→ List of tasks
1. From the notes on the Temple Mount below, set down the passage starting at "Notes from Limmud" and ending at "sacred space off-limits?", word for word.
2. According to the notes on the Temple Mount below, who built the Western Wall, and for what purpose?

Notes from Limmud 2005
Ascending the Mount
The Temple Mount is one of the most sacred Jewish sites, and yet, even taking into consideration halachic constraints and problems of identification, most people do not consider that the Temple Mount should be accessible to all, as they would for the Western Wall. The site is unique in this respect. Why is this so; why is Judaism's most identifiable sacred space off-limits?
There is the attitude: Who needs the Mount? We've got enough problems already!
The following comes from The Challenge of Jerusalem: Betwixt Thicket and Altar, by Israel Eldad and Ariel Eldad. (The title refers to the concept that when Abraham took Isaac off the altar, he took the ram from a thicket... and replaced Isaac there instead):
The Temple Mount was captured, it was not liberated. [...]
Immediately the Mount was captured, it should be expropriated from the Waqf [...]
(The Waqf (وقف) being the Muslim body with authority over holy sites in the Old City of Jerusalem.)
The Jewish attitude towards the Temple Mount relates to the Kotel [the Western Wall] being always seen as the height of aspiration for Jewish pilgrimage. [The Wall is thought by many to be the sole remaining wall of the Temple, though it is actually just a retaining wall built by Herod to enlarge the top of the Temple Mount.] This is the case for two main reasons: It has been a rabbinic ruling for at least five to six hundred years that no Jew is allowed to go onto the Mount. And since the Ottoman conquest, no foreigners have been allowed up there.
Yet we have Arab records from the first Muslim period that they allowed Jews to wail atop the Temple Mount for the destruction of the Temple on Tisha Be'Av. There was even a synagogue there! It was only after the Muslims reconquered Jerusalem from the Crusaders that they forbade all foreigners to go there.

→ Data listing

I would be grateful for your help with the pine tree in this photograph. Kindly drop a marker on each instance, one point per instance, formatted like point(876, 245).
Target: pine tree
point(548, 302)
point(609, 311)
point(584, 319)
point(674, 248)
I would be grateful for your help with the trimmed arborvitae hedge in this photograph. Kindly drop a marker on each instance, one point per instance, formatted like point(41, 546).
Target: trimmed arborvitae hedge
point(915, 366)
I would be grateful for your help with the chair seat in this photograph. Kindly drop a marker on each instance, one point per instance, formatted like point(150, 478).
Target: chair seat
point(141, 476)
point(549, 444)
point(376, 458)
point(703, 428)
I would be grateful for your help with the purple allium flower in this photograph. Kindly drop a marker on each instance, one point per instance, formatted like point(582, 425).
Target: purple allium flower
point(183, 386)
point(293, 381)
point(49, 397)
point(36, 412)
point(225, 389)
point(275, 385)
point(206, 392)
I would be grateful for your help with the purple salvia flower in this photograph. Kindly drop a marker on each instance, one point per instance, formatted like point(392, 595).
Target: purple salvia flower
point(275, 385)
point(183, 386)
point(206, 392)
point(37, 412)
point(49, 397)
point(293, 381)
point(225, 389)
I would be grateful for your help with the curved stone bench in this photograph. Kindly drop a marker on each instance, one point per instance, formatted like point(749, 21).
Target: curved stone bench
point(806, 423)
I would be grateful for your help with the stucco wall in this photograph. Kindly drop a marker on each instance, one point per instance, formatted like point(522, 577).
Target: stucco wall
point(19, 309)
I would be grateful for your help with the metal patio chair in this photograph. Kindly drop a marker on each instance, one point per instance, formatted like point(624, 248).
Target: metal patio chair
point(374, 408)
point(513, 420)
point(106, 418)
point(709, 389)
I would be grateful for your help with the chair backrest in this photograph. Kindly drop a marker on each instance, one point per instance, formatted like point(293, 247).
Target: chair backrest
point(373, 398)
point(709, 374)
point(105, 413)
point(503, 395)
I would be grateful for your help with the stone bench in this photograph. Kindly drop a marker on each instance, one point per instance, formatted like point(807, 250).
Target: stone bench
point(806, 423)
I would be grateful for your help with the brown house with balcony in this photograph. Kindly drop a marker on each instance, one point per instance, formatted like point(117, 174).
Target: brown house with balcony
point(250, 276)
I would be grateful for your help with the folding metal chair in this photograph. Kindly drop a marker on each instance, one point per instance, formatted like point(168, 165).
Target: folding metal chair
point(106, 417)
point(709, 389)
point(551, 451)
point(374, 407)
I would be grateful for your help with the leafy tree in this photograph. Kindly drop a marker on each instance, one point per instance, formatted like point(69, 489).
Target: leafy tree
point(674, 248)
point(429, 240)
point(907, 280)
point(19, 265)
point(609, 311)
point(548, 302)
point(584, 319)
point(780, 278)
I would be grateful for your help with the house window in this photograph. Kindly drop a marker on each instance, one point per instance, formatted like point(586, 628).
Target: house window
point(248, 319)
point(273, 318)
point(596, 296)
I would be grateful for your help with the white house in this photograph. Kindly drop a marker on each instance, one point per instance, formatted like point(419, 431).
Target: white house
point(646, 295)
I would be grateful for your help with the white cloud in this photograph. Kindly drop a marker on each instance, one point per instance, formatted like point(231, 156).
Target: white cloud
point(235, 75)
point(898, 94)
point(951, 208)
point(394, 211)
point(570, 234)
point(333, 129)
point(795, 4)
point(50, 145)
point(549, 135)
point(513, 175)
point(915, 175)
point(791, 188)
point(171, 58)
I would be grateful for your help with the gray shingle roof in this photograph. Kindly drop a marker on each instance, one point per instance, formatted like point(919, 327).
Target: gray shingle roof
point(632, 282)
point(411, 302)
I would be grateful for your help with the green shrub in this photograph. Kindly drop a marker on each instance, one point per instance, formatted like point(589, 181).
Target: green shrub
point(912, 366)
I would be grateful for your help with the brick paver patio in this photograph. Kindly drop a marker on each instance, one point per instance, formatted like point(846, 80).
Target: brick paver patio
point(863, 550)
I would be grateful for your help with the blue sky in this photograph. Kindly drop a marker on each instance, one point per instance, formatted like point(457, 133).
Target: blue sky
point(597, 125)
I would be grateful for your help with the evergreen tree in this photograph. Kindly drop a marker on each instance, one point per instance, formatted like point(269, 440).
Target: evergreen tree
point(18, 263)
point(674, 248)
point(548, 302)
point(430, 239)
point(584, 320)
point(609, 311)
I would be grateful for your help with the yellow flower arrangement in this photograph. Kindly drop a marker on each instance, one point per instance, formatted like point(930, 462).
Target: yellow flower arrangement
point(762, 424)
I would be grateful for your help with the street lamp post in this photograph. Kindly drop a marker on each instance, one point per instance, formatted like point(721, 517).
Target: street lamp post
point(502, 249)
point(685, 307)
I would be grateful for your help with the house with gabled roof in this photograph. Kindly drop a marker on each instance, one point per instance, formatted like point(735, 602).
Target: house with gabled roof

→ Solutions per task
1.
Notes from Limmud 2005
Ascending the Mount
The Temple Mount is one of the most sacred Jewish sites, and yet, even taking into consideration halachic constraints and problems of identification, most people do not consider that the Temple Mount should be accessible to all, as they would for the Western Wall. The site is unique in this respect. Why is this so; why is Judaism's most identifiable sacred space off-limits?

2. Herod built it as a retaining wall to enlarge the top of the Temple Mount.